# Behaviour changes with age?



## Ezzie (Jan 19, 2010)

(warning: alot of text, please read carefully)

Hi all, Long time since i have posted here, But i'm at my wits end with Penny and i truly need some advice.

Penny is just over a year old (we assume, he was only a few months old when we bought him in June last year) and at first things were great. 
He was so soft in personality, so cuddly and best of all QUIET! 
He really was what i call my personal magnet and was the perfect companion, we really bonded right away 
He had the most outgoing personality and nothing would worry him, i hardly saw a skinny bird moment 

After a few months, i moved house and took Penny with me (while leaving my two other birds in care of my mother, 3 loud birds in a shared house would be too much and the others might not have liked it  ) and he became an only bird.

He steadily grew more and more attached to me BUT also developed a screaming problem when i left him in his cage while attending to other things in the house, This drew me insane but i just sucked it up and dealt with it, i tried my hardest to ignore the squealing and most of the time he would quiet down into songs and whistles. 

But there were other days it was just such a long time of this one high pitched flock call, i mean it would be on for 2-3 HOURS of this squeal, I would take him out then of the cage because when he is with me, he stops. I KNOW this is influencing the behaviour but sharing a house with others who are proberly not the best with birds, the last thing i needed was them asking for me to more, or get rid of Penny.

However right now the squealing (although annoying) is not the problem i have right now.

A little over a month ago, i moved house again. This time into my own apartment sharing with just my partner. I was able again to have all 3 of the boys together under one "roof". In the beginning Penny was his normal, clingy self and was still a soft little muffin, the only difference is he is now over a year old and i believe changing his personality due to this.

Latley he has been such a terror to take out, I mean, i want to take him out but his annoyance is getting beyond what i can tolerate and its really frustrating me. 
I would have him with me on the computer and all he wants to do it run around on the keyboard, bite the mouse cord, try to attack my fingers as i am typing and he just WONT SIT STILL. Its like im dealing with a bird who now has ADD. 
If i'm on the couch he is on a mission to pull the threads of the couch, run all over me, bite the remote buttons and again he wont sit still! Its as if he is always looking to get in the way or do something naughty.
He has never done this before we moved, WHY NOW??

The other issue is he seems less attached to me. Wether its because he now lives with two other cockatiels (who were his cage mates before moving twice) and bonded with them or because hes becomming an adult bird i don't know. 

I have tried to keep my routein as normal as possible and i try to take him out for "one on one time" as much as i can but his behaviour is just annoying me too much, i dont know where this frantic, won't sit still for 5 seconds thing came from.
- - -
### [What is asked]
• 1. Translate this sentence from the cockatiel forum post into French: "He was so soft in personality, so cuddly and best of all QUIET!"
• 2. Rewrite the cockatiel forum post from "Hi all, Long" to "of all QUIET!", putting "affectionate" in place of "cuddly".
• 3. Proceed with the cockatiel forum post, picking up after its final sentence.
The data after this point is separate material, unrelated to the cockatiel forum post.

[Part of a data file]
- - -
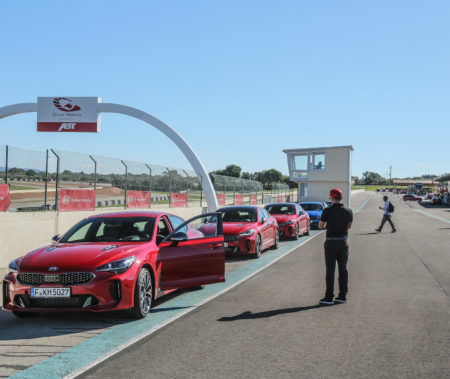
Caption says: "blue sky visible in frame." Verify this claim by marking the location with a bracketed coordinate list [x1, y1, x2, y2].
[0, 0, 450, 177]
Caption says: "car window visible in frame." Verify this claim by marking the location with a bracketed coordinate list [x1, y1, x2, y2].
[60, 217, 155, 243]
[266, 204, 295, 215]
[167, 215, 187, 233]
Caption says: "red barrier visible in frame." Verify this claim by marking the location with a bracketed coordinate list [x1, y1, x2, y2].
[0, 184, 11, 212]
[127, 191, 150, 208]
[170, 193, 187, 208]
[58, 188, 95, 212]
[216, 193, 225, 205]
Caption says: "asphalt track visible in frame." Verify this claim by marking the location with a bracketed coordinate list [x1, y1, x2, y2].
[2, 195, 450, 378]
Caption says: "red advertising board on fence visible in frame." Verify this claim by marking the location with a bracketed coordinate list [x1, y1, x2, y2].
[234, 195, 244, 205]
[0, 184, 11, 212]
[216, 193, 225, 205]
[170, 193, 187, 208]
[58, 188, 95, 212]
[127, 191, 150, 208]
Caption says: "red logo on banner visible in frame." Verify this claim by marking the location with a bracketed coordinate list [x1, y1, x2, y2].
[58, 188, 95, 212]
[170, 193, 187, 208]
[216, 193, 225, 205]
[127, 191, 150, 208]
[53, 97, 81, 112]
[0, 184, 11, 212]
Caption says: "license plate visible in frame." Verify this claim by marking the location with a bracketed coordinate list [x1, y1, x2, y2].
[31, 288, 70, 297]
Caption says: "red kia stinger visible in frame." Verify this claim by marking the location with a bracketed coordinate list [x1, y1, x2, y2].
[3, 211, 225, 318]
[265, 203, 309, 240]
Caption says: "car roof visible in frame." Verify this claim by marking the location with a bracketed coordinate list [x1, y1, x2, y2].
[88, 211, 172, 218]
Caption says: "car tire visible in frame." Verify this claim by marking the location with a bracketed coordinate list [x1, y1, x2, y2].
[13, 311, 37, 318]
[131, 267, 153, 319]
[272, 229, 280, 250]
[253, 234, 262, 259]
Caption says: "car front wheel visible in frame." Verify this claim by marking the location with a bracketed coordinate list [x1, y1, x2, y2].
[131, 267, 153, 319]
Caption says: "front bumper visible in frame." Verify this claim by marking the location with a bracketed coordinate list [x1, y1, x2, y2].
[2, 268, 135, 312]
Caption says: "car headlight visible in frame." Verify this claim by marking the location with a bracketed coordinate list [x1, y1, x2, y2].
[239, 229, 255, 237]
[97, 256, 136, 274]
[8, 259, 20, 272]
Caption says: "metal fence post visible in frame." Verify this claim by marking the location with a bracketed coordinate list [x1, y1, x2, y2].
[183, 170, 189, 206]
[121, 160, 128, 209]
[5, 145, 8, 184]
[144, 163, 152, 208]
[89, 155, 97, 191]
[44, 149, 48, 211]
[50, 149, 59, 212]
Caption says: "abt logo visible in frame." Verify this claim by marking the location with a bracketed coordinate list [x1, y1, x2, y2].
[58, 122, 77, 132]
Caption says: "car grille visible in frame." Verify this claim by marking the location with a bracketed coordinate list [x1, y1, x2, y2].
[223, 234, 239, 242]
[14, 295, 98, 309]
[17, 272, 94, 286]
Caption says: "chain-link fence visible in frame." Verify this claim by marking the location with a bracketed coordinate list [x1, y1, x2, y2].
[0, 145, 294, 211]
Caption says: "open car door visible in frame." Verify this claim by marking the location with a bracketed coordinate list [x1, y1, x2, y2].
[158, 213, 225, 291]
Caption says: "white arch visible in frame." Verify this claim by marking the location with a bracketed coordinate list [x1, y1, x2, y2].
[0, 103, 218, 212]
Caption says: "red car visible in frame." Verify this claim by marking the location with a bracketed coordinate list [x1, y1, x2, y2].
[210, 205, 279, 258]
[264, 203, 309, 240]
[403, 193, 422, 201]
[3, 211, 225, 318]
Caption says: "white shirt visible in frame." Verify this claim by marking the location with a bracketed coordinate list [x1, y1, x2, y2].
[383, 200, 392, 216]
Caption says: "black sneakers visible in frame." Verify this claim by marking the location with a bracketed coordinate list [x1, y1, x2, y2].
[319, 297, 334, 305]
[334, 295, 347, 304]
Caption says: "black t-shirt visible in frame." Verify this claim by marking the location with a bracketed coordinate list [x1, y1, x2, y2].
[320, 204, 353, 238]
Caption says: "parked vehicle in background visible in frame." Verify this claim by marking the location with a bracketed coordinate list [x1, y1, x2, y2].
[264, 203, 309, 239]
[208, 205, 279, 258]
[300, 201, 327, 228]
[403, 193, 422, 201]
[3, 211, 225, 318]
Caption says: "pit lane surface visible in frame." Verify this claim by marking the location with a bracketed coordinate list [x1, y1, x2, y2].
[0, 194, 368, 378]
[82, 195, 450, 378]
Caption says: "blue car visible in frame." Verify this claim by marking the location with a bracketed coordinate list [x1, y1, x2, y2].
[299, 201, 328, 228]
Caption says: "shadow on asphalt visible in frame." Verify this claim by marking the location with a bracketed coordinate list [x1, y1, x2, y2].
[217, 304, 337, 321]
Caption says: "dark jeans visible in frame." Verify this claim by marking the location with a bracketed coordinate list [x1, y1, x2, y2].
[378, 215, 395, 232]
[324, 240, 348, 299]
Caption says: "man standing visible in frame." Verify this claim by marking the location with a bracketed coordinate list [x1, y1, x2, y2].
[375, 196, 397, 233]
[319, 188, 353, 304]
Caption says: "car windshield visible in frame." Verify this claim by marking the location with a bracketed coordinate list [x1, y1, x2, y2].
[59, 217, 156, 243]
[218, 208, 257, 222]
[266, 204, 295, 215]
[300, 203, 323, 211]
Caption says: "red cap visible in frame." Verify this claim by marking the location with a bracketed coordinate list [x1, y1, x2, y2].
[330, 188, 344, 199]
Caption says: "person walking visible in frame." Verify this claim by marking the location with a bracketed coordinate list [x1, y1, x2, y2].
[375, 196, 397, 233]
[319, 188, 353, 305]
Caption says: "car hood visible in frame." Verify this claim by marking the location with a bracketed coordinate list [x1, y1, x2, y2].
[272, 215, 297, 224]
[223, 222, 258, 234]
[19, 242, 149, 273]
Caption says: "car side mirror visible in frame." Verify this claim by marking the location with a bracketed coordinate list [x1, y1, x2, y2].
[170, 232, 188, 242]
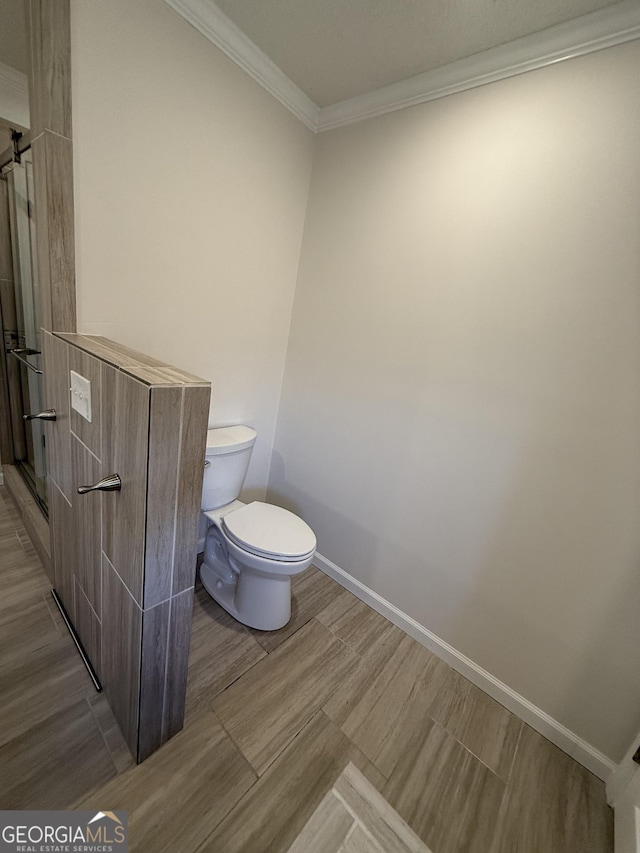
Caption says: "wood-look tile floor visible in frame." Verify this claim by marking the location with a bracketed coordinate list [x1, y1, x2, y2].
[0, 488, 613, 853]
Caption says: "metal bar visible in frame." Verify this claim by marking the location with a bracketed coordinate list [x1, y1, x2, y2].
[9, 349, 44, 376]
[51, 589, 102, 693]
[0, 130, 31, 169]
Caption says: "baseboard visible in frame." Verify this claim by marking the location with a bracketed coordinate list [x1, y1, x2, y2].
[313, 552, 616, 781]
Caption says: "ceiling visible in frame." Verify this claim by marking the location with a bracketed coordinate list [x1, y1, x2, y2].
[212, 0, 616, 107]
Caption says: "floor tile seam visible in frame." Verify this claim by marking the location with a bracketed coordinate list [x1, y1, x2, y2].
[246, 706, 336, 778]
[187, 647, 269, 705]
[427, 714, 515, 789]
[42, 590, 67, 637]
[83, 696, 121, 784]
[207, 700, 262, 780]
[500, 714, 525, 784]
[0, 696, 95, 758]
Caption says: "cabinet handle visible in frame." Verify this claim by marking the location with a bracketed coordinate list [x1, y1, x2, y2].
[78, 474, 122, 495]
[22, 409, 56, 421]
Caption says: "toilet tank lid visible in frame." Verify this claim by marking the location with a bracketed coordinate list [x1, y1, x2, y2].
[207, 424, 258, 456]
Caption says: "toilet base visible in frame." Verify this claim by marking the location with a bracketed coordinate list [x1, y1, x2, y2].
[200, 563, 291, 631]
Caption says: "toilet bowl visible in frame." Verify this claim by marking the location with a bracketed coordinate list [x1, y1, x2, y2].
[200, 426, 316, 631]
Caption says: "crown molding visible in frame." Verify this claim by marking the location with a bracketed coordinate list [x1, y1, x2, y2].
[317, 0, 640, 131]
[0, 62, 29, 130]
[165, 0, 320, 132]
[165, 0, 640, 132]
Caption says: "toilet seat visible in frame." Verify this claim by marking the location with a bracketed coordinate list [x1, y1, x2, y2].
[221, 501, 316, 562]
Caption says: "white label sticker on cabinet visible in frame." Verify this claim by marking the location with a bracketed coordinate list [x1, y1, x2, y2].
[69, 370, 91, 423]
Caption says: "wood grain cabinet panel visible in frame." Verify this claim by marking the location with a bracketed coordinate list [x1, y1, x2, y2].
[31, 132, 76, 331]
[71, 435, 102, 616]
[102, 556, 142, 757]
[144, 388, 183, 607]
[42, 332, 72, 500]
[102, 364, 149, 605]
[45, 333, 210, 761]
[65, 347, 102, 459]
[25, 0, 71, 139]
[49, 483, 78, 623]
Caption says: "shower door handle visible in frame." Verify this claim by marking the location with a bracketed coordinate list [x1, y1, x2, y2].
[22, 409, 56, 421]
[78, 474, 122, 495]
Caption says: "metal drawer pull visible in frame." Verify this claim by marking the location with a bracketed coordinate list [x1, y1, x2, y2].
[78, 474, 122, 495]
[22, 409, 56, 421]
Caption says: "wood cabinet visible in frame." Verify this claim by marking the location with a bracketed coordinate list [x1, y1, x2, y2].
[43, 332, 210, 761]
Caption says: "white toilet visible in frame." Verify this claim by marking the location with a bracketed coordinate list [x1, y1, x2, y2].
[200, 426, 316, 631]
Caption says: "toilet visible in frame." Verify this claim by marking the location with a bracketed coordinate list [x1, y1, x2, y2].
[199, 425, 316, 631]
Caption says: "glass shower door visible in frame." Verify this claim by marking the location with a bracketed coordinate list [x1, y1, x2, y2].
[3, 151, 47, 512]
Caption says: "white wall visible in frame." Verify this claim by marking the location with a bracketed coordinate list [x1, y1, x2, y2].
[71, 0, 314, 497]
[269, 42, 640, 760]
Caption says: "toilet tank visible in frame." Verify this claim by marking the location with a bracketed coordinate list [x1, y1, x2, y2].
[201, 425, 257, 511]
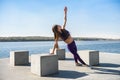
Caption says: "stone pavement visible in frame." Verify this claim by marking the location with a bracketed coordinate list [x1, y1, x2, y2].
[0, 52, 120, 80]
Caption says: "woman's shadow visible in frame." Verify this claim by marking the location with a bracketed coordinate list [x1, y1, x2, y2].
[92, 63, 120, 75]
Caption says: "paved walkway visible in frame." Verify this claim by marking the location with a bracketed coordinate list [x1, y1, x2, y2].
[0, 52, 120, 80]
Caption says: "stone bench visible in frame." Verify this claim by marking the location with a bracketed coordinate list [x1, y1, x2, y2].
[10, 51, 29, 66]
[31, 54, 58, 76]
[78, 50, 99, 66]
[50, 49, 65, 60]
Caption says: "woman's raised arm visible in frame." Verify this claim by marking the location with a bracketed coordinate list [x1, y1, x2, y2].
[63, 6, 67, 29]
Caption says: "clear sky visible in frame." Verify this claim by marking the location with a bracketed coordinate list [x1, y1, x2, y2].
[0, 0, 120, 38]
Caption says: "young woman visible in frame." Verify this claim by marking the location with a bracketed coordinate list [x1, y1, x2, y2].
[51, 7, 87, 66]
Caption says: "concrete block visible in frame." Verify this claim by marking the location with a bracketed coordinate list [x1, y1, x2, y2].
[78, 50, 99, 66]
[50, 49, 65, 60]
[10, 51, 29, 66]
[31, 54, 58, 76]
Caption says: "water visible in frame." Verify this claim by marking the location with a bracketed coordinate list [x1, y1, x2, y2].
[0, 41, 120, 58]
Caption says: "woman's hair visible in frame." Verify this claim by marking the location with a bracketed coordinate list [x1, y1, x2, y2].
[52, 25, 59, 39]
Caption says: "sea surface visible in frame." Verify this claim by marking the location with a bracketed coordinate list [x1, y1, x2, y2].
[0, 41, 120, 58]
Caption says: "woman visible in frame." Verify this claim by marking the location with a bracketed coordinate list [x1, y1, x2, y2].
[51, 7, 87, 66]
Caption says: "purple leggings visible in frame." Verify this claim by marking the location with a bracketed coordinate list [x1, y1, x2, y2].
[67, 41, 86, 65]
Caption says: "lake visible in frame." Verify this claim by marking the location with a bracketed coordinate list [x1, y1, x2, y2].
[0, 41, 120, 58]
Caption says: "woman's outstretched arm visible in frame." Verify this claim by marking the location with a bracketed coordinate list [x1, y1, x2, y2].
[63, 6, 67, 29]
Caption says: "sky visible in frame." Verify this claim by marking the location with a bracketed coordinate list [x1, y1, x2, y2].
[0, 0, 120, 39]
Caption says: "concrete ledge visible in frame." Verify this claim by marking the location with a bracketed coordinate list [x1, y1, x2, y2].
[50, 49, 65, 60]
[10, 51, 29, 66]
[78, 50, 99, 66]
[31, 54, 58, 76]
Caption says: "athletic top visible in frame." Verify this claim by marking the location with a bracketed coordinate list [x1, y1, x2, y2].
[60, 29, 70, 41]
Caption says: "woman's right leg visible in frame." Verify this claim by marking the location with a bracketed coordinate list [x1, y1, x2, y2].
[68, 41, 86, 65]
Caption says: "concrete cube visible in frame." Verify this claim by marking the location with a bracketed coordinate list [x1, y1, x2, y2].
[78, 50, 99, 66]
[50, 49, 65, 60]
[10, 51, 29, 66]
[31, 54, 58, 76]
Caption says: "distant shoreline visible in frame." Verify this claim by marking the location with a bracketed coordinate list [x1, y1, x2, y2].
[0, 36, 120, 42]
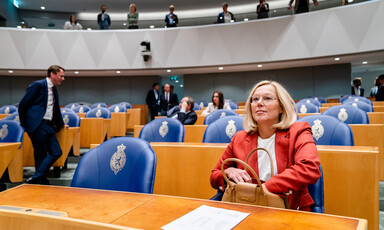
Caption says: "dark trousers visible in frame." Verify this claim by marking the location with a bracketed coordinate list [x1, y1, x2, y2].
[28, 121, 62, 184]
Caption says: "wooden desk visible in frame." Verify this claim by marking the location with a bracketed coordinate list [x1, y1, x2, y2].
[0, 142, 23, 182]
[111, 113, 131, 137]
[0, 184, 371, 230]
[151, 142, 379, 229]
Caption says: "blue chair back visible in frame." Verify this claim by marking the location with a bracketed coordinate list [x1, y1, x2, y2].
[64, 103, 80, 109]
[322, 105, 369, 124]
[0, 119, 24, 147]
[343, 96, 373, 106]
[71, 137, 156, 193]
[299, 115, 355, 146]
[0, 105, 17, 114]
[61, 112, 81, 127]
[73, 105, 91, 113]
[296, 102, 320, 114]
[139, 118, 184, 142]
[85, 107, 111, 119]
[312, 97, 328, 104]
[91, 102, 108, 109]
[204, 109, 239, 125]
[108, 104, 127, 113]
[308, 165, 324, 213]
[2, 112, 20, 124]
[343, 100, 373, 113]
[119, 101, 132, 109]
[298, 98, 321, 107]
[203, 116, 244, 143]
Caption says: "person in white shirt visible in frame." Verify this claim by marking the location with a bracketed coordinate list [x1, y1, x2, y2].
[201, 91, 231, 116]
[64, 15, 83, 30]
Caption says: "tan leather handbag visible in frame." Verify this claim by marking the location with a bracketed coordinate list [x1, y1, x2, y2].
[221, 148, 288, 208]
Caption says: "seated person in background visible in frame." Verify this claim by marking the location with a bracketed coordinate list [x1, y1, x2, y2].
[64, 15, 83, 30]
[210, 81, 321, 211]
[216, 2, 236, 23]
[168, 97, 197, 125]
[201, 91, 231, 116]
[351, 77, 364, 97]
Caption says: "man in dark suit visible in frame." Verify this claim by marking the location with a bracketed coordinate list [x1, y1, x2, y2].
[19, 65, 65, 184]
[168, 97, 197, 125]
[145, 82, 160, 120]
[160, 84, 179, 116]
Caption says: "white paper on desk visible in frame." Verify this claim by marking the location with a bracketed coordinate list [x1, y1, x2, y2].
[161, 205, 250, 230]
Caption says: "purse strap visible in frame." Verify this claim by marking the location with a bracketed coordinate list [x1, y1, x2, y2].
[245, 148, 275, 177]
[221, 158, 264, 195]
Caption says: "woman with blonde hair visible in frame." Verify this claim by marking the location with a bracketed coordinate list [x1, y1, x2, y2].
[211, 81, 321, 211]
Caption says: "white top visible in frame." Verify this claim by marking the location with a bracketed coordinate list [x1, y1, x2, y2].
[201, 102, 232, 116]
[44, 77, 53, 121]
[257, 133, 277, 181]
[64, 21, 83, 30]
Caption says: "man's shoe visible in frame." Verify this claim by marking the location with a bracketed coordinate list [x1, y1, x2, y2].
[24, 177, 38, 184]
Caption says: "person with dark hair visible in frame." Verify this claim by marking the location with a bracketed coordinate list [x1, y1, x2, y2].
[168, 97, 197, 125]
[351, 77, 364, 97]
[256, 0, 269, 19]
[376, 74, 384, 101]
[216, 2, 236, 23]
[201, 91, 231, 116]
[145, 82, 160, 121]
[160, 84, 179, 116]
[164, 5, 179, 28]
[64, 15, 83, 30]
[19, 65, 65, 184]
[288, 0, 319, 14]
[127, 3, 139, 29]
[97, 5, 111, 30]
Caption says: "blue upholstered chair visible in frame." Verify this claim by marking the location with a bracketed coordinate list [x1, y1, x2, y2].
[298, 98, 321, 107]
[342, 96, 373, 106]
[91, 102, 108, 109]
[71, 137, 156, 193]
[322, 105, 369, 124]
[2, 112, 20, 124]
[203, 116, 244, 143]
[0, 105, 17, 114]
[296, 102, 320, 114]
[312, 97, 328, 104]
[204, 109, 239, 125]
[108, 104, 127, 113]
[343, 100, 373, 113]
[119, 101, 132, 109]
[85, 107, 111, 119]
[73, 105, 91, 113]
[139, 118, 184, 142]
[299, 115, 355, 146]
[64, 103, 80, 109]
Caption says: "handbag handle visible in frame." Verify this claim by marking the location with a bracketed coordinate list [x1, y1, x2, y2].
[245, 148, 275, 177]
[221, 158, 264, 195]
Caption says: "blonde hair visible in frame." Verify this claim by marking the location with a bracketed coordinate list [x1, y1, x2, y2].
[243, 80, 297, 134]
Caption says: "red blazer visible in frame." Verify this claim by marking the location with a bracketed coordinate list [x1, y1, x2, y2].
[211, 122, 321, 210]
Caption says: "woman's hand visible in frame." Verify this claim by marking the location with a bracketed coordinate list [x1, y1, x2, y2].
[224, 167, 252, 183]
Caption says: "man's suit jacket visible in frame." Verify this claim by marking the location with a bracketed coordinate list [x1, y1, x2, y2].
[168, 107, 197, 125]
[351, 86, 364, 97]
[160, 93, 179, 116]
[211, 122, 321, 209]
[19, 79, 64, 134]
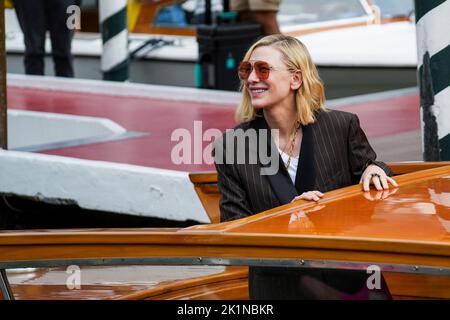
- - -
### [Expected outputs]
• 1. Il avait une personnalité si douce, il était si câlin et, surtout, SILENCIEUX !

• 2.
Hi all, Long time since i have posted here, But i'm at my wits end with Penny and i truly need some advice.

Penny is just over a year old (we assume, he was only a few months old when we bought him in June last year) and at first things were great. 
He was so soft in personality, so affectionate and best of all QUIET!

• 3.
he still gets cuddles, kisses and we whistle together which he enjoys.

Do you think he will settle down as he ages? 
Is he just going through an adolescant crazy stage?
Any suggestions of what i can do to calm him down again and make him less escentric?


----------



## roxy culver (May 27, 2010)

Hmm, sounds like he's right at that teenage stage that a lot (but not all) male tiels go through. Fuzzy went through it and he was just plain nasty, biting fingers, hissing, getting mad about every little thing. Hormone reduction techniques (long nights, less soft food, rearranging the cage) may help to calm him down some. And of course, he'll calm down with age as well. Hopefully he gets over this phase soon!

I know you said the screaming wasn't a big issue but have you tried covering him when he's screaming? And then once he stops the screaming uncover him and give him a treat? This will encourage the quiet behavior so he knows the screaming isn't appropriate (as tiels don't understand punishment but they do understand positive reinforcement.)


----------



## elliot (Jun 25, 2012)

Your tiel sounds exactly like my boy Sweep, Sweep was hand raised and so when I got him he was super tame, but that only lasted a couple of weeks, when he was about 3 months old he decided to be hyper active!  He is still super tame, but just likes to do his own thing a bit more now...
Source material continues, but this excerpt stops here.